(Image box annotation rows)

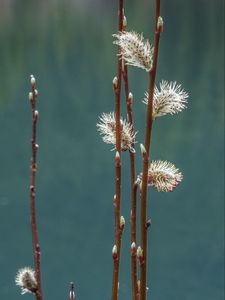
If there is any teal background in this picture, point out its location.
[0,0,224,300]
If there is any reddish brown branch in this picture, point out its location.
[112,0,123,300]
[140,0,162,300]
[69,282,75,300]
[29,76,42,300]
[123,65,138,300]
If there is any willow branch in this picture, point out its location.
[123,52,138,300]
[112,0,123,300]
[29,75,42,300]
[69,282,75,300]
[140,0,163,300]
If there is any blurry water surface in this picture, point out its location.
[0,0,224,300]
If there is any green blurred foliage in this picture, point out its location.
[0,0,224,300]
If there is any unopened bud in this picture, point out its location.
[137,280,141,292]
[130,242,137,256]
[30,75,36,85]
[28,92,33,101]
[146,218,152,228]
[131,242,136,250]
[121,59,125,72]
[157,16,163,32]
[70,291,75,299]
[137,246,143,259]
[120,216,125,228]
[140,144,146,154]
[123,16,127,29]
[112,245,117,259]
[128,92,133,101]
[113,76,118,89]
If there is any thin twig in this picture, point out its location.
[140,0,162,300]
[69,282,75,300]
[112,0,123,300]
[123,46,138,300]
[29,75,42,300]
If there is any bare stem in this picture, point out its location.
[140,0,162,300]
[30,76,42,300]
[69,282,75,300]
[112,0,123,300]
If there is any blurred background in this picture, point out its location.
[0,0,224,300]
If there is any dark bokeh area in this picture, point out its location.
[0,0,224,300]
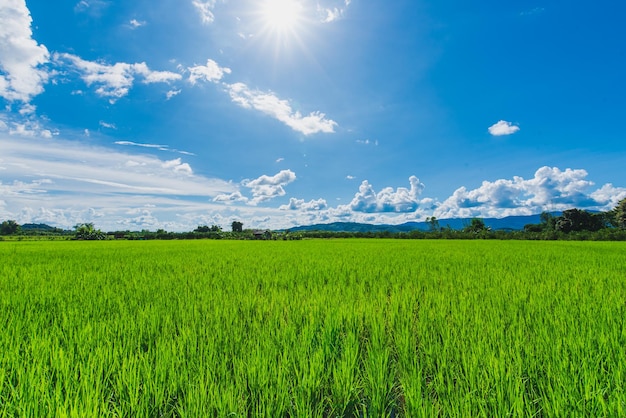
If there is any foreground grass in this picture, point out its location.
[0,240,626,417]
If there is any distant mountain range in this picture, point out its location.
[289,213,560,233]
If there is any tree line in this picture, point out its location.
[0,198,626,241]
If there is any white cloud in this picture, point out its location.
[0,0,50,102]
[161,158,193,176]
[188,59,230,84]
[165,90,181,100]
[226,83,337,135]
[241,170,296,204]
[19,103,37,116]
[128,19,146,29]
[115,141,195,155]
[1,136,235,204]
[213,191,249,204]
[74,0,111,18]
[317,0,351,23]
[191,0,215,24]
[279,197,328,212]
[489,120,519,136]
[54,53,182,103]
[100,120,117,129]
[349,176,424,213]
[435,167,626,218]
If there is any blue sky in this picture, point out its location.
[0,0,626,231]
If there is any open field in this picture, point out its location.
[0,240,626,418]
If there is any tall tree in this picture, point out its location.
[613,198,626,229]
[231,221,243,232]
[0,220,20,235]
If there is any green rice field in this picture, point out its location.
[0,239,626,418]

--

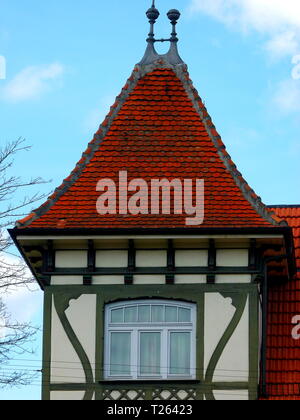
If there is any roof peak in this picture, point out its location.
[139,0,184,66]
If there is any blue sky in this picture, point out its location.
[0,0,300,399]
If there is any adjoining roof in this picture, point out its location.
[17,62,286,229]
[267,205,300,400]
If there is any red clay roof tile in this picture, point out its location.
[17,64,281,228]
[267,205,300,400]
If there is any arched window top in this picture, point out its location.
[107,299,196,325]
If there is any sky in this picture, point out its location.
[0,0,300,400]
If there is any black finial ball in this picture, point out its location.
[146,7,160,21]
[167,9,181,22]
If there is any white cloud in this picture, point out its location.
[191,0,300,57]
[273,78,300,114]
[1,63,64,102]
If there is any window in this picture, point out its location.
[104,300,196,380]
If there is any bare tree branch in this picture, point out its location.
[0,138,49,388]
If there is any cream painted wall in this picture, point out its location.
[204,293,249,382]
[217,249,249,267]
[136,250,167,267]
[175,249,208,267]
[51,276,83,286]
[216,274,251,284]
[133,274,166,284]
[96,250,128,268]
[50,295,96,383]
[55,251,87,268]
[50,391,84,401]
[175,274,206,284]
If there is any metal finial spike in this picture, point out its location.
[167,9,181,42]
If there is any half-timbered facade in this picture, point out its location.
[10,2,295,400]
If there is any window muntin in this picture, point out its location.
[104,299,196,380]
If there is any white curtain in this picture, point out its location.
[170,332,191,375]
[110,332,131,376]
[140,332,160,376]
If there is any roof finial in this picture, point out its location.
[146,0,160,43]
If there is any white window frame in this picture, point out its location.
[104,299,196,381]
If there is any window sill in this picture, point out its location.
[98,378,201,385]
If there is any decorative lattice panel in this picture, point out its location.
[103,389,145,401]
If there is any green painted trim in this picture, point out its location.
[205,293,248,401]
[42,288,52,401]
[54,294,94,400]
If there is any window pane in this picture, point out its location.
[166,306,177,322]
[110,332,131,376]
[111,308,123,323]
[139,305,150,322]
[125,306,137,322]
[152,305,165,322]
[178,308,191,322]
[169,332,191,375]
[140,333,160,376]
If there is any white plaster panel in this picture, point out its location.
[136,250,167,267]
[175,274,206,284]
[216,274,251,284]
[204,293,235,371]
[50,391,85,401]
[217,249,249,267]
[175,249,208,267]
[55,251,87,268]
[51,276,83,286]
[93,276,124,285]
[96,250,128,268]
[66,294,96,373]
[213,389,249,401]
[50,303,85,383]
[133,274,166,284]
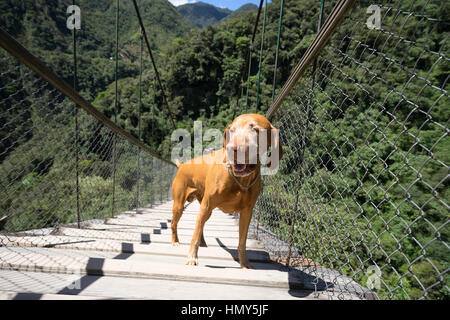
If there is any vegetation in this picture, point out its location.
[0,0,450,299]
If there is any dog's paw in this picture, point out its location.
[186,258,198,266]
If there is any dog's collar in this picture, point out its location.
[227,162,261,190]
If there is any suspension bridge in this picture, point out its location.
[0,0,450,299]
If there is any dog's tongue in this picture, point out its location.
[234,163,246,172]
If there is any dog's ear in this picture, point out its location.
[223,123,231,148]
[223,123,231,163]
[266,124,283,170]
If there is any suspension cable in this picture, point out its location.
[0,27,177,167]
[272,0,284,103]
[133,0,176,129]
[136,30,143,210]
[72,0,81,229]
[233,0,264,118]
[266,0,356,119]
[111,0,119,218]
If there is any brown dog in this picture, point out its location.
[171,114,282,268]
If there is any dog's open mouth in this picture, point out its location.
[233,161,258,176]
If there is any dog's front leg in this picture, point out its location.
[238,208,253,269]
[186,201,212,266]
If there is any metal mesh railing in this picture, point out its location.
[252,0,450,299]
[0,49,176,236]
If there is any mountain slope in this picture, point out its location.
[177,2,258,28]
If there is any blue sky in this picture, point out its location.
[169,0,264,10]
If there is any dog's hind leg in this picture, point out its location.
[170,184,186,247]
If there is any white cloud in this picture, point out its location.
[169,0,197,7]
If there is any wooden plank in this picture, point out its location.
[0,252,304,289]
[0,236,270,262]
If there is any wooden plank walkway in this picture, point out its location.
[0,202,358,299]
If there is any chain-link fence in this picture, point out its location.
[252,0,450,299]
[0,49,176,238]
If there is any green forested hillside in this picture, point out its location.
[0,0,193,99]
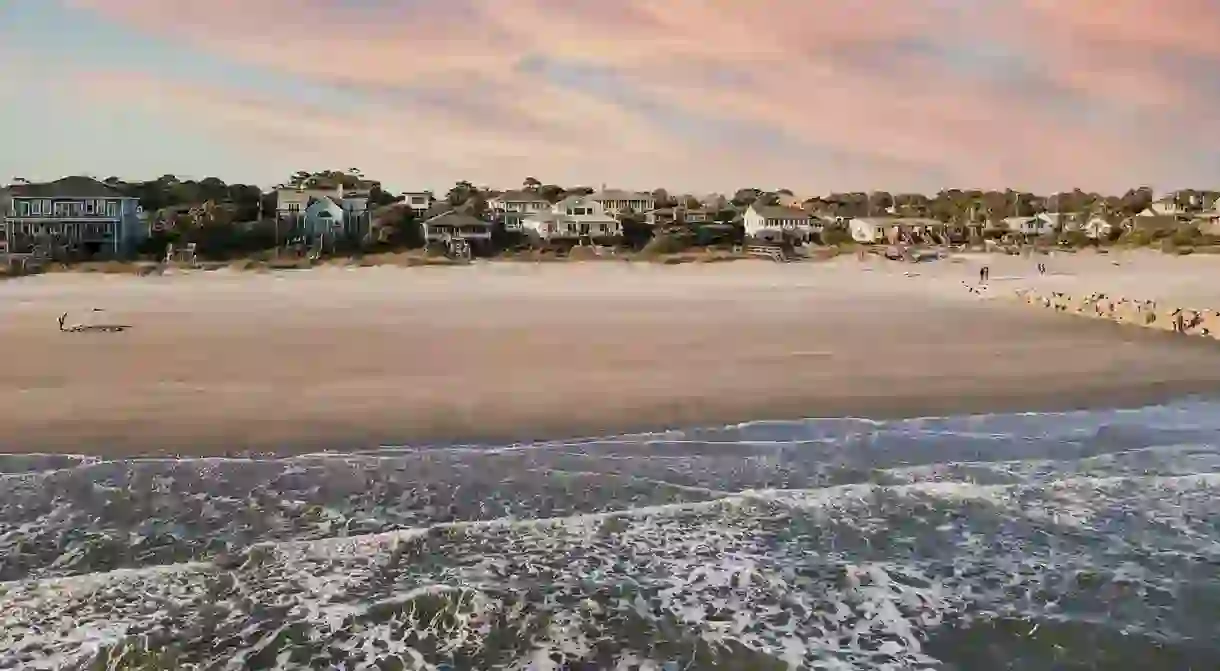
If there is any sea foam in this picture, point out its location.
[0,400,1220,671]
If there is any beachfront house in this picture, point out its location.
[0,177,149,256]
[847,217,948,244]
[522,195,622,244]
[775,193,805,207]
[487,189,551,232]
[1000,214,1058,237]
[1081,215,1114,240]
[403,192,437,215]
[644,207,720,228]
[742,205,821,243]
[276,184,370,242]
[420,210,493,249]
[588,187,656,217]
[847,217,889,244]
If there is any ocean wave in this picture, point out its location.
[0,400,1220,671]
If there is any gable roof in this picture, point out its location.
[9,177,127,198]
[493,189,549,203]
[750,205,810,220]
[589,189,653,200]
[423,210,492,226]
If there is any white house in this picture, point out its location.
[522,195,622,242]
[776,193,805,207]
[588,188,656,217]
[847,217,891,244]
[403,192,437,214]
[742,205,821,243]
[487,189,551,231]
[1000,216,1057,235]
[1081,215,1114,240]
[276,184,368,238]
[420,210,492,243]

...

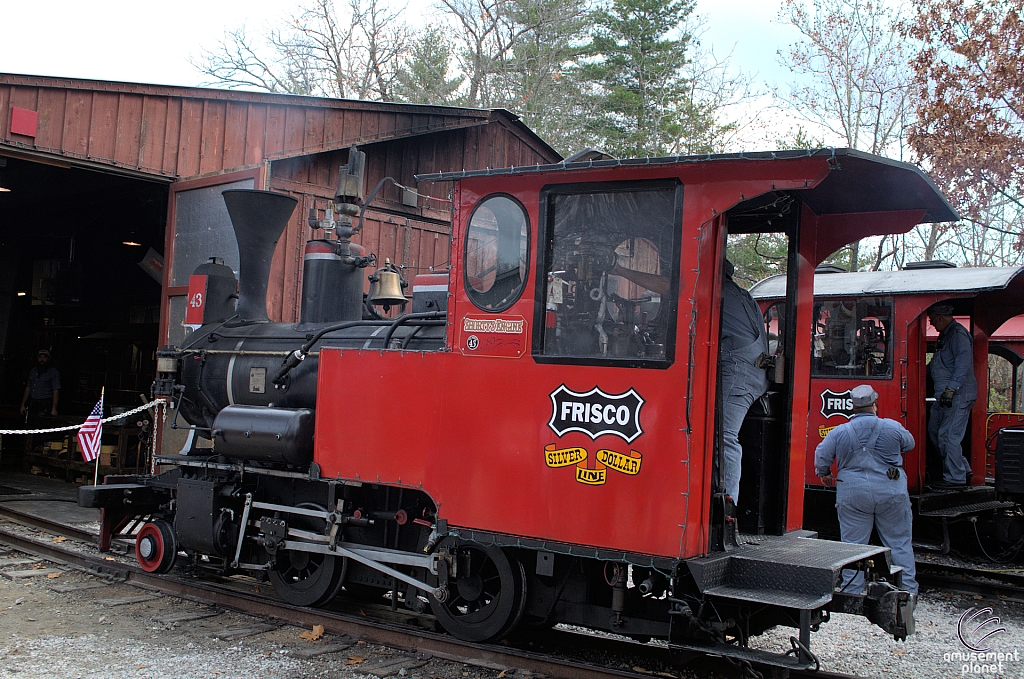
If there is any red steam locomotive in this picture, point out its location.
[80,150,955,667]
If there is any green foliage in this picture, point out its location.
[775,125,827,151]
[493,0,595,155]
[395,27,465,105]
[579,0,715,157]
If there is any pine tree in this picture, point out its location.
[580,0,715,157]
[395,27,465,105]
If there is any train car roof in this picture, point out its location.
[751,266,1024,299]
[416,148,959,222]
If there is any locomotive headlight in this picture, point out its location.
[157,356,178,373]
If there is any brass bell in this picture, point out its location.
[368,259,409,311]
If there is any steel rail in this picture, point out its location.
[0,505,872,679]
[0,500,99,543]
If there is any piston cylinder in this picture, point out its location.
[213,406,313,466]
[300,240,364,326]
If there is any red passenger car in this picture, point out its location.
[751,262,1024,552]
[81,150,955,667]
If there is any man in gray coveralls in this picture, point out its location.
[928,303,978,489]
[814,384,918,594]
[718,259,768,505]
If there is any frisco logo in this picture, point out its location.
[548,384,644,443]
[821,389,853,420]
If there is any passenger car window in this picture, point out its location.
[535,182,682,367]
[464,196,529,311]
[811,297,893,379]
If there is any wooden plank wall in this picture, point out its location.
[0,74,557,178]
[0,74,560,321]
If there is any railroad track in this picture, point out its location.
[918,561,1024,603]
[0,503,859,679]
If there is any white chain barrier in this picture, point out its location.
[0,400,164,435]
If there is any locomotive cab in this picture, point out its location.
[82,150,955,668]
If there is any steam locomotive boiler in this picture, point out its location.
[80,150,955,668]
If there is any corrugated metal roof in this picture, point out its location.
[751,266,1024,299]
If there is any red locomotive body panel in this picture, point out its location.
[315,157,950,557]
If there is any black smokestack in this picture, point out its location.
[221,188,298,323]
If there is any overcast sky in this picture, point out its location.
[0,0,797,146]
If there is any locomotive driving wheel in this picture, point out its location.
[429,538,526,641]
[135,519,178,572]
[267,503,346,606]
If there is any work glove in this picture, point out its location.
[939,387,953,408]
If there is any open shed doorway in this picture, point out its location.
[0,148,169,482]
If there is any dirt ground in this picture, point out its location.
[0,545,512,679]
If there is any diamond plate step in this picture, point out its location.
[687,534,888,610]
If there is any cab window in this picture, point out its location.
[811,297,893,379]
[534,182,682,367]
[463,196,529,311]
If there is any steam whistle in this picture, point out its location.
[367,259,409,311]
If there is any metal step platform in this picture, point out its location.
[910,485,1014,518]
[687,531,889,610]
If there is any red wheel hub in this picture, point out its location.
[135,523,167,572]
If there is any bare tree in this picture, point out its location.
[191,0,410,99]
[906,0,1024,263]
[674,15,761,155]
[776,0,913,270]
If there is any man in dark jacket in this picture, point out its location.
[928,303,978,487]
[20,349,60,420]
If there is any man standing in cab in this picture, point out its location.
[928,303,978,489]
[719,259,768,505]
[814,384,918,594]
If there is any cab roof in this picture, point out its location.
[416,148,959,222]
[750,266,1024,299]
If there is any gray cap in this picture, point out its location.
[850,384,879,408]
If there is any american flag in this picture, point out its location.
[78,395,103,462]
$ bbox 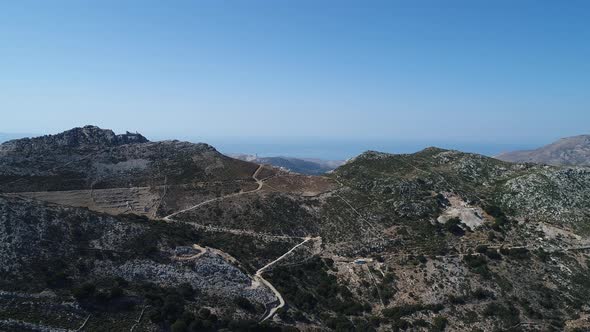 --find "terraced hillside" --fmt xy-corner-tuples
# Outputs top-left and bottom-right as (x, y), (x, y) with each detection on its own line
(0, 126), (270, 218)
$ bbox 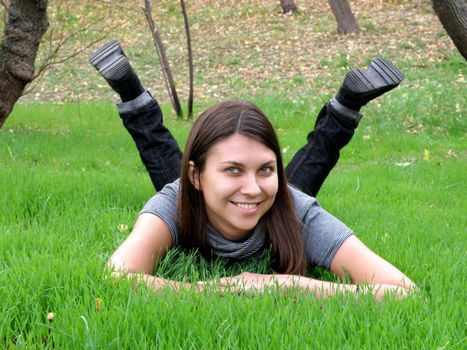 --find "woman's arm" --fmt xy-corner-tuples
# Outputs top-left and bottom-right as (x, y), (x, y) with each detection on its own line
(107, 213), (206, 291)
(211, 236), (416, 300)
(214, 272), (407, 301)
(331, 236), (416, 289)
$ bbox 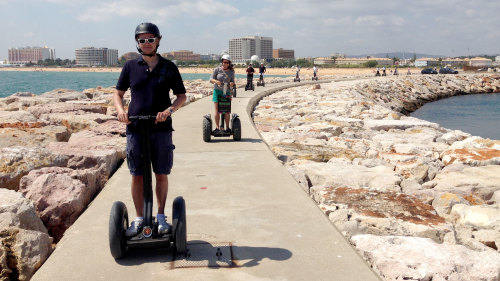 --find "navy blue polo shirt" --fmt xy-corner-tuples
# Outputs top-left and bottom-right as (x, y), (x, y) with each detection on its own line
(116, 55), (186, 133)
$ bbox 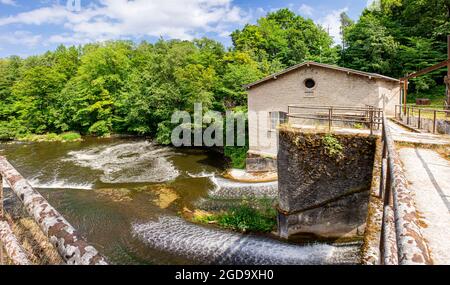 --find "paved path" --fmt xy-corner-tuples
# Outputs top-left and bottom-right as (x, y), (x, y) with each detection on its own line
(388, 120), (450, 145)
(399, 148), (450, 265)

Goal of the exercise:
Reproduce word for word the lines above, starting at the line that contains "If there is any red locomotive" and ending at the line that contains "[78,395,103,462]". Include both of those lines.

Expected answer:
If there is any red locomotive body panel in this picture, point out its location.
[315,157,950,557]
If there is any black smokestack in this picture, point out its location.
[221,188,298,323]
If there is any overcast sky in this picture, point out its location.
[0,0,797,146]
If there is any locomotive driving wheel in this picture, point out its location.
[429,538,526,641]
[135,519,178,572]
[267,503,346,606]
If there is any work glove in this picture, point out its location.
[939,387,953,408]
If there is any open shed doorway in this picture, point out its location.
[0,148,169,482]
If there is any dirt ground in this picture, point out its location.
[0,545,512,679]
If there is any diamond plate step in this picture, point out its location.
[687,534,888,610]
If there is any cab window in this picture, point out its location.
[811,297,893,379]
[534,182,682,367]
[463,196,529,311]
If there is any steam whistle in this picture, point out its location.
[367,259,409,311]
If there is any metal step platform in this picture, point out its location.
[910,485,1014,518]
[687,531,889,610]
If there is any red wheel hub in this picture, point out its location.
[135,523,167,572]
If there is any bare tree in this picture, point out its location.
[191,0,410,99]
[906,0,1024,263]
[674,15,761,155]
[776,0,913,270]
If there is any man in dark jacket in this picture, point out its location.
[928,303,978,487]
[20,349,60,420]
If there is any man standing in cab in this picture, point out its location.
[928,303,978,489]
[719,259,768,505]
[814,384,918,594]
If there is any cab roof in this picture, point out its location.
[416,148,959,222]
[750,266,1024,299]
If there is any gray cap in this picture, point out its location.
[850,384,879,408]
If there is any american flag in this picture, point out its location.
[78,395,103,462]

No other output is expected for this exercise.